(Problems to work on):
1. In the court excerpt, rewrite the passage from "Robin Zollar, a" to "that it occurred.", substituting "therapist" for "psychotherapist".
2. Answer these questions from the court excerpt:
(a) What is the name of the residential rehabilitation program that MA was admitted to?
(b) What does Robin Zollar specialize in?
(c) According to Zollar, what causes the "delay in disclosure"?

JA also recalled seeing Batey molest MA. For instance, JA recalled one occasion when he was standing in front of the doorway at Batey's house, he could see into the bedroom when Batey was performing oral sex on MA. JA said that he became confused and did not know whether to tell anyone, nor did he know if anyone would believe him. According to JA, the next month he asked MA what he would say to their mother if JA told her what he saw. When MA was admitted to Pine Rest, a residential rehabilitation program, JA told his parents that he knew why MA had a nervous breakdown. When they asked him why, "I told them everything, I just opened up." He told them about "[a]ll the sexual molestation, everything with me and [MA] and Mike [Batey]."
Robin Zollar, a psychotherapist who specializes in sexual assault and sexual abuse, also testified for the prosecution at trial. She said that child victims of sexual assault normally do not tell anyone immediately. According to Zollar, there is "delay in disclosure" because of embarrassment, pressure, secrecy or coercion. In her view, it was not uncommon to find mental health problems in children who are victims of sexual abuse because of the betrayal of trust. Nor would she find it strange if a child victim recanted any accusations of molestation, denying that it occurred.

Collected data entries
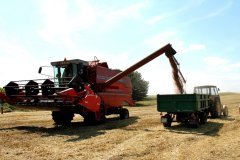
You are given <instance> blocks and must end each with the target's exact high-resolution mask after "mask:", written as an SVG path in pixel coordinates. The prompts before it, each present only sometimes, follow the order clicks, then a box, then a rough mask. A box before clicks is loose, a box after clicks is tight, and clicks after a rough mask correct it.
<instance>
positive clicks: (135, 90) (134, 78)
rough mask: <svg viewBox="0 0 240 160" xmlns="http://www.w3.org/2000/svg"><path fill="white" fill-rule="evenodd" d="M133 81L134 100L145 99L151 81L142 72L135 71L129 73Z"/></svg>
mask: <svg viewBox="0 0 240 160" xmlns="http://www.w3.org/2000/svg"><path fill="white" fill-rule="evenodd" d="M128 76H129V77H130V79H131V82H132V98H133V100H136V101H139V100H143V98H145V97H146V96H147V93H148V87H149V82H148V81H145V80H144V79H143V78H142V75H141V73H139V72H133V73H131V74H129V75H128Z"/></svg>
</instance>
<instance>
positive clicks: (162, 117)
mask: <svg viewBox="0 0 240 160" xmlns="http://www.w3.org/2000/svg"><path fill="white" fill-rule="evenodd" d="M163 118H165V119H166V121H163V120H161V121H162V123H163V126H164V127H171V126H172V117H171V115H170V114H165V115H164V116H162V117H161V119H163Z"/></svg>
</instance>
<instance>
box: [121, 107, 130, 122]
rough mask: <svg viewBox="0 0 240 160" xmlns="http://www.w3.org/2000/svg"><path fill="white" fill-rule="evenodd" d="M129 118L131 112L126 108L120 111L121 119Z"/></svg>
mask: <svg viewBox="0 0 240 160" xmlns="http://www.w3.org/2000/svg"><path fill="white" fill-rule="evenodd" d="M128 118H129V111H128V109H126V108H122V109H120V119H128Z"/></svg>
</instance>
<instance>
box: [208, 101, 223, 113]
mask: <svg viewBox="0 0 240 160" xmlns="http://www.w3.org/2000/svg"><path fill="white" fill-rule="evenodd" d="M221 112H222V110H221V104H220V100H219V99H217V98H216V99H215V103H214V105H213V106H211V107H210V114H211V117H212V118H219V117H220V116H221Z"/></svg>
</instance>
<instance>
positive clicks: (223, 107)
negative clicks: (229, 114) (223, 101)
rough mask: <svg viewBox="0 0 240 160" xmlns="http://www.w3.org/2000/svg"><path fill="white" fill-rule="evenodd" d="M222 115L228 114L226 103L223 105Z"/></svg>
mask: <svg viewBox="0 0 240 160" xmlns="http://www.w3.org/2000/svg"><path fill="white" fill-rule="evenodd" d="M222 113H223V116H225V117H227V116H228V107H227V106H226V105H223V111H222Z"/></svg>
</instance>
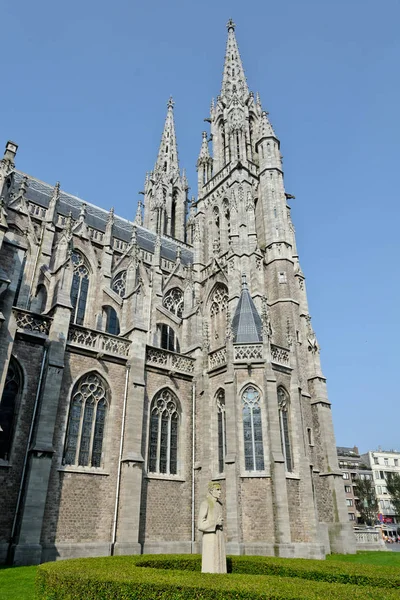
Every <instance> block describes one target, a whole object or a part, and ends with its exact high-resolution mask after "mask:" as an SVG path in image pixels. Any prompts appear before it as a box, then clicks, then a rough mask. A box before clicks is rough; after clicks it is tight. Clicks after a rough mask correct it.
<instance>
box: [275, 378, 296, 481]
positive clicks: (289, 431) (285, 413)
mask: <svg viewBox="0 0 400 600" xmlns="http://www.w3.org/2000/svg"><path fill="white" fill-rule="evenodd" d="M278 405H279V425H280V429H281V444H282V452H283V456H284V459H285V465H286V471H289V472H291V471H293V459H292V449H291V444H290V428H289V394H288V393H287V392H286V390H285V389H284V388H283V387H279V388H278Z"/></svg>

(Answers given):
1.
Robin Zollar, a therapist who specializes in sexual assault and sexual abuse, also testified for the prosecution at trial. She said that child victims of sexual assault normally do not tell anyone immediately. According to Zollar, there is "delay in disclosure" because of embarrassment, pressure, secrecy or coercion. In her view, it was not uncommon to find mental health problems in children who are victims of sexual abuse because of the betrayal of trust. Nor would she find it strange if a child victim recanted any accusations of molestation, denying that it occurred.

2.
(a) Pine Rest
(b) Sexual assault and sexual abuse
(c) Embarrassment, pressure, secrecy or coercion